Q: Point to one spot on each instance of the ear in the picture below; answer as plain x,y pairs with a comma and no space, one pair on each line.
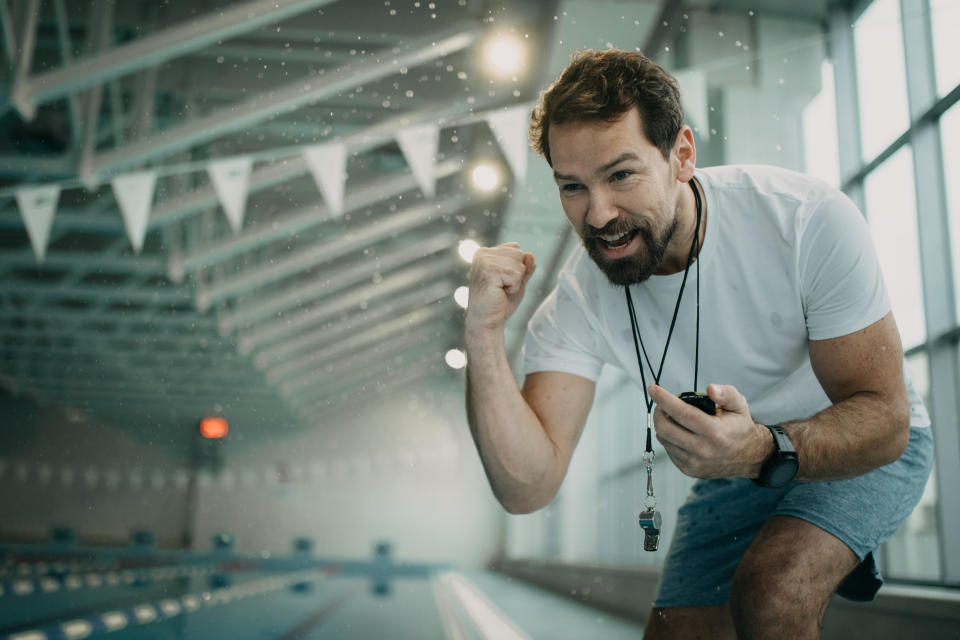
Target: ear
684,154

---

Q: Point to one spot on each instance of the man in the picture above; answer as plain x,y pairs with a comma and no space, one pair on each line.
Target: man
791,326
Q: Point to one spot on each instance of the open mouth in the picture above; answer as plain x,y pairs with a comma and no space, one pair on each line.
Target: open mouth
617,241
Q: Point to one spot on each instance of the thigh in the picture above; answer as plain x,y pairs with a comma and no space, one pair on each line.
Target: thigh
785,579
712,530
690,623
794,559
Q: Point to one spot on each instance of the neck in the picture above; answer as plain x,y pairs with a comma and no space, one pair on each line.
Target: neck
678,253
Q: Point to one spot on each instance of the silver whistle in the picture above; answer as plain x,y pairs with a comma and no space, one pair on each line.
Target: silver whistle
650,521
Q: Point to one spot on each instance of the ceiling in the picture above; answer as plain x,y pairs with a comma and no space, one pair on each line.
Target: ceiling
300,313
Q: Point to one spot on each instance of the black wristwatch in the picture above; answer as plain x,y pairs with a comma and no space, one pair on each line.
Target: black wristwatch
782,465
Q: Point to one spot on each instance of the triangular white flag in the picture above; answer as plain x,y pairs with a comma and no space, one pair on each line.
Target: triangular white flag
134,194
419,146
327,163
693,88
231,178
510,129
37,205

— TO DO —
Of the lines above, retype only those from the line containing "Q: Point to one spot on each instance of the black" through the line containing "Q: Point to one spot on each instance of the triangular", including both, exactly.

— RESULT —
Q: Point to one spot on each instance of the black wristwatch in the picture above; answer as plain x,y pairs with a comma and no space, one pair on each line.
Target: black wristwatch
782,465
Q: Point to one spot on each instance of the triangular white flag in the picture above; answer as plain x,y pairs with a comma and no space, one pair on each line.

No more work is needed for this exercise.